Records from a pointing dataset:
- - -
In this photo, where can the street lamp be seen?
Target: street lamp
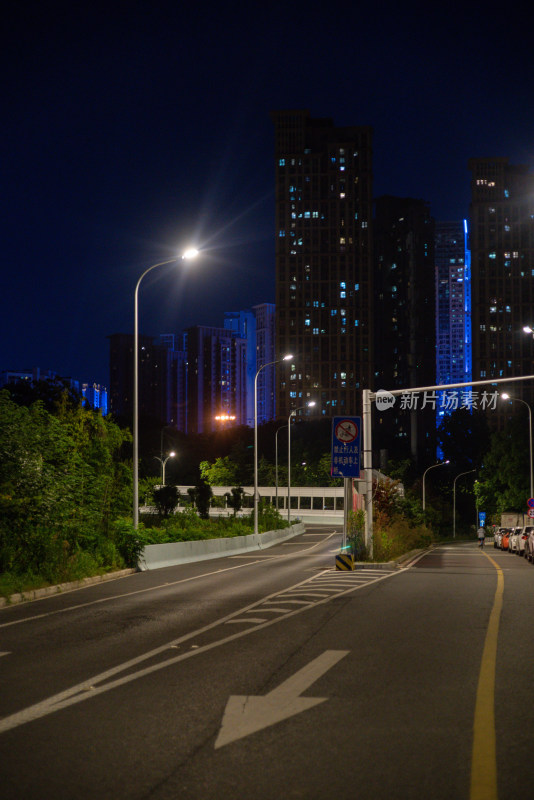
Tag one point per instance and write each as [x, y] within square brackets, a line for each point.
[163, 461]
[276, 461]
[292, 414]
[256, 498]
[506, 396]
[441, 464]
[187, 256]
[454, 500]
- - -
> **Set task**
Please write out all of these lines again, requests included, and scale every coordinate in the answers by 2.35, rounding each to a whole number with halves going up. Leave the pictures out.

> **Output for this exercise**
In this photo, where can the street lamp be seen?
Target: street lamp
Tag one point per instance and write each as [x, y] within square brackets, a line for each point.
[383, 1083]
[649, 1083]
[686, 973]
[602, 1170]
[1189, 931]
[1036, 1090]
[439, 602]
[1067, 1175]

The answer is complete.